Saut menilai keputusan tersebut merupakan bentuk salah kaprah KPK dalam memahami tugas pokok sebagai pemberantas korupsi. Padahal tugas KPK bukan membagikan pengalaman pahit narapidana korupsi. Pengalaman masing-masing koruptor itu biarlah menjadi milik masyarakat lewat pemberitaan di media massa. “Pengalaman koruptor juga tidak dapat menjamin perilaku korup di Indonesia dapat teratasi.”
Saut mengingatkan bahwa program testimoni koruptor tersebut bisa menjadi ajang pembenaran mereka. Ia menceritakan pengalamannya menghadiri sebuah forum yang dihadiri oleh kepala daerah bekas terpidana korupsi. Forum tersebut justru menjadi ajang pembenaran bahwa kepala daerah tersebut tidak bersalah.
Guru besar hukum tata negara dari Universitas Gadjah Mada, Zainal Arifin Mochtar, menyebutkan pelibatan koruptor dalam gerakan antikorupsi justru hendak mengkerdilkan definisi kejahatan korupsi yang luar biasa menjadi biasa saja. Ini ditambah dengan rentetan pemberian remisi kepada koruptor yang diberikan oleh pemerintah.
"Logikanya berantakan, karena kalau mereka menjadi penyuluh, untuk bagian apanya? Kalau testimoni kejahatan korupsi, justru ngajari namanya," kata Zainal.
Menurut Zainal, konteks penyuluh dan penyintas bisa digunakan untuk kejahatan seperti penyalahgunaan narkoba. Karena pengguna narkoba bisa ditempatkan sebagai korban. Tapi berbeda dengan koruptor, mereka tidak bisa masuk kategori sebagai korban atau penyintas. Sebab, koruptor merupakan pelaku aktif yang melakukan kegiatan penyelewengan uang dan kekuasaan negara.
Zainal juga menyebutkan bahwa program tersebut sangat ironis karena KPK selama ini memperlakukan pegawainya tidak semestinya. Ia mencontohkan nasib 75 pegawai KPK yang disingkirkan melalui tes wawasan kebangsaan. "Di mana logikanya, ketika pegawai KPK dianggap seperti iblis yang tidak mungkin diperbaiki, tapi koruptor bisa diperbaiki," kata Zainal.
Ketua Yayasan Lembaga Bantuan Hukum Indonesia (YLBHI), Asfinawati, menguatkan pendapat Zainal dan Busyro. Asfinawati mengatakan persoalan korupsi terjadi di ranah struktural negara, sehingga pendekatan psikologis melalui testimoni koruptor sangat tidak masuk akal. "Jangan-jangan ini hanya menjadi salah satu alasan pemberian remisi bahwa narapidana tersebut telah berubah dan berbuat baik," kata Asfinawati.

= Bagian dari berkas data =
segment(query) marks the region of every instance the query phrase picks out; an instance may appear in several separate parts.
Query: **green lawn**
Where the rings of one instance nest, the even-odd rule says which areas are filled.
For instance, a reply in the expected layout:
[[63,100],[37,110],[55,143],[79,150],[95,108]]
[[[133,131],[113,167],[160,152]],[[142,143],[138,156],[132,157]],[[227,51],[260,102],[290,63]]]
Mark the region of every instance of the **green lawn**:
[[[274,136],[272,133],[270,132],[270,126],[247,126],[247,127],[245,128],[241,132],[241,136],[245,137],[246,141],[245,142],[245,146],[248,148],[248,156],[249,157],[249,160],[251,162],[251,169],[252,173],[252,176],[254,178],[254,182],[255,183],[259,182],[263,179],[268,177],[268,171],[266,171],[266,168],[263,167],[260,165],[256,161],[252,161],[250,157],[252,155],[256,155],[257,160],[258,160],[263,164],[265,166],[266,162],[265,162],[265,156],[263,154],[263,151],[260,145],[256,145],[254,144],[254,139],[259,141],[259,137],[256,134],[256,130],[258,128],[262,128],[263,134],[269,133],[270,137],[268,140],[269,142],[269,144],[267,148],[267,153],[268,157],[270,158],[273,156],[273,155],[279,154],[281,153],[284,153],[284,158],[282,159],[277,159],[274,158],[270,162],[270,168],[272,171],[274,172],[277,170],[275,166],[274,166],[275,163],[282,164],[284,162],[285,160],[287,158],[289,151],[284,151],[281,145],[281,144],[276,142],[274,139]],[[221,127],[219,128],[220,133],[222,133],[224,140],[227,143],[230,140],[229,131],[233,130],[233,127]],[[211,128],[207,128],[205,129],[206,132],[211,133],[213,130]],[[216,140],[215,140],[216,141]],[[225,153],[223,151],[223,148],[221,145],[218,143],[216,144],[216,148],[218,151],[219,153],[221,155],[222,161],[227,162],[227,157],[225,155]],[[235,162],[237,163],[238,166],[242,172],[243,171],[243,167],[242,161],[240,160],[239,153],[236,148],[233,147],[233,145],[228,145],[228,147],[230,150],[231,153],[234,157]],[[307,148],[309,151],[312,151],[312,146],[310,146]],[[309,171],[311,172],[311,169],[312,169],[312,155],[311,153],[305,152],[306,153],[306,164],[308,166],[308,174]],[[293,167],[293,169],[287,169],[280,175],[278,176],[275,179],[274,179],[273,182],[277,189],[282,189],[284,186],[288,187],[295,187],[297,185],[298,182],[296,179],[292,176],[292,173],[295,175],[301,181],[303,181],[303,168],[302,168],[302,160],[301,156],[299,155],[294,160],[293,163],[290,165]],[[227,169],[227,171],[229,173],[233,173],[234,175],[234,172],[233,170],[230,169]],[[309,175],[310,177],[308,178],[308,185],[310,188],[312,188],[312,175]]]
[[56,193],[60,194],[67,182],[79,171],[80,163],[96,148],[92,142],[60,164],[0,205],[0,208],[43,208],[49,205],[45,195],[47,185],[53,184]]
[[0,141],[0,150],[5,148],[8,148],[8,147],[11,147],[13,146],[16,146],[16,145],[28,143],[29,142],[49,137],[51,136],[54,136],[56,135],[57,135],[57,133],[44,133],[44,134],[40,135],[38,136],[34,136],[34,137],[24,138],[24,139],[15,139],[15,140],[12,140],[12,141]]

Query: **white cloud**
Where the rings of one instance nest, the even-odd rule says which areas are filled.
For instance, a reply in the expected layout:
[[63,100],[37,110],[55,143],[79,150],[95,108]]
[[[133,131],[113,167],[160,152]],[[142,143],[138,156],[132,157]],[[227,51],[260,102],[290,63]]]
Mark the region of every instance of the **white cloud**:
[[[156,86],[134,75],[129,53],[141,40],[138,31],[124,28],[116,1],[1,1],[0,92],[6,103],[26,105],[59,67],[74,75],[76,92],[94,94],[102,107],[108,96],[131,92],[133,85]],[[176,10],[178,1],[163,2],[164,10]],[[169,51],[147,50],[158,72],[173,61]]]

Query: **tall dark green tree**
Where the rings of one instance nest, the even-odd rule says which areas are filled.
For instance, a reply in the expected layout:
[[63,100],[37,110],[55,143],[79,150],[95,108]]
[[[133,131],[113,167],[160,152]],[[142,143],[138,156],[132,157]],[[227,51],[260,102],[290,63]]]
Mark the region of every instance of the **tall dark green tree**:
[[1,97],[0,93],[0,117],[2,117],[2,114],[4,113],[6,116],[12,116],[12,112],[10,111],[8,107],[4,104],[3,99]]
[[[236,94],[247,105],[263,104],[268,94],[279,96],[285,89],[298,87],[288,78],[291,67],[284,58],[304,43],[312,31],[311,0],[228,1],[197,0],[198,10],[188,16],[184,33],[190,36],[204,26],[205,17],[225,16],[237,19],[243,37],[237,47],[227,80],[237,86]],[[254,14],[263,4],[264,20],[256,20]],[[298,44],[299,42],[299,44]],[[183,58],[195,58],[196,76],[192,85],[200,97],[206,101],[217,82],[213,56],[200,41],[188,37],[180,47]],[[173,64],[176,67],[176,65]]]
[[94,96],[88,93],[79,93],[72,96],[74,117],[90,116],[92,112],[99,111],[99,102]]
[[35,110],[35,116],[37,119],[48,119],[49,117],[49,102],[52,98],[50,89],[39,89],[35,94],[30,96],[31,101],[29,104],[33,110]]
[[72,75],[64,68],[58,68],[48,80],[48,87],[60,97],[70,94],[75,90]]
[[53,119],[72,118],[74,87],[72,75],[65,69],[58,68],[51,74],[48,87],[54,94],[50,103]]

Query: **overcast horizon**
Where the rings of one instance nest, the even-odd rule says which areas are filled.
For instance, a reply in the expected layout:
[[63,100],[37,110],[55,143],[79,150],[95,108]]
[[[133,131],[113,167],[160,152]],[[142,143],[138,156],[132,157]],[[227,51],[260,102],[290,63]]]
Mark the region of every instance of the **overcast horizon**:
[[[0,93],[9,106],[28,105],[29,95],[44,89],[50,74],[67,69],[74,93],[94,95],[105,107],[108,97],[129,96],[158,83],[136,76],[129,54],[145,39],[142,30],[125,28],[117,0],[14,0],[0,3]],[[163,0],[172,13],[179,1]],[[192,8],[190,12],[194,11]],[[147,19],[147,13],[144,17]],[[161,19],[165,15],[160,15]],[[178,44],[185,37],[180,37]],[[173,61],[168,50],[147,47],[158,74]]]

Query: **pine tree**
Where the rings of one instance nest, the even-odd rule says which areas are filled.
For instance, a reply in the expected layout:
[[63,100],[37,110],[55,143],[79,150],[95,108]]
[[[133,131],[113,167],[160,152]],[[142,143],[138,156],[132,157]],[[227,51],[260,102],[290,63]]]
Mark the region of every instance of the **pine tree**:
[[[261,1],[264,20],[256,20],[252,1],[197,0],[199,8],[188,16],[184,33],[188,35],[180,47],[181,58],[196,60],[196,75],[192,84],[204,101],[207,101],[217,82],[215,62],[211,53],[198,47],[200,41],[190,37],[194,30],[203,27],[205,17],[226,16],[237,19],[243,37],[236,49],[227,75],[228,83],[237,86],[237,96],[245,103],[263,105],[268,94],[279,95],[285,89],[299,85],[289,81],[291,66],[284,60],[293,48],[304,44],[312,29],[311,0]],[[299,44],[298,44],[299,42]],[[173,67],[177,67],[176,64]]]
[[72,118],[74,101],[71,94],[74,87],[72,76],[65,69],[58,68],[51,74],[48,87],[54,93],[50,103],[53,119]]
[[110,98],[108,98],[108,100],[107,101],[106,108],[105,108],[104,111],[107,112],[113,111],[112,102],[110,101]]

= Soal Latihan =
a. Apakah setiap pernyataan berikut sesuai dengan kutipan tentang testimoni koruptor? (i) Saut memperingatkan bahwa program testimoni koruptor bisa menjadi ajang pembenaran bagi mereka. (ii) Menurut Zainal, koruptor dapat digolongkan sebagai korban atau penyintas. (iii) Asfinawati berpendapat bahwa persoalan korupsi terjadi di ranah struktural negara.
b. Sunting bagian kutipan tentang testimoni koruptor, mulai dari "Saut menilai keputusan" sampai dengan "tersebut tidak bersalah.", dan ganti "ajang pembenaran" dengan "sarana pembelaan diri".

= Kunci Jawaban =
a.
(i) Ya: "Saut mengingatkan bahwa program testimoni koruptor tersebut bisa menjadi ajang pembenaran mereka."
(ii) Tidak: "Tapi berbeda dengan koruptor, mereka tidak bisa masuk kategori sebagai korban atau penyintas."
(iii) Ya: "Asfinawati mengatakan persoalan korupsi terjadi di ranah struktural negara"

b.
Saut menilai keputusan tersebut merupakan bentuk salah kaprah KPK dalam memahami tugas pokok sebagai pemberantas korupsi. Padahal tugas KPK bukan membagikan pengalaman pahit narapidana korupsi. Pengalaman masing-masing koruptor itu biarlah menjadi milik masyarakat lewat pemberitaan di media massa. “Pengalaman koruptor juga tidak dapat menjamin perilaku korup di Indonesia dapat teratasi.”
Saut mengingatkan bahwa program testimoni koruptor tersebut bisa menjadi sarana pembelaan diri mereka. Ia menceritakan pengalamannya menghadiri sebuah forum yang dihadiri oleh kepala daerah bekas terpidana korupsi. Forum tersebut justru menjadi sarana pembelaan diri bahwa kepala daerah tersebut tidak bersalah.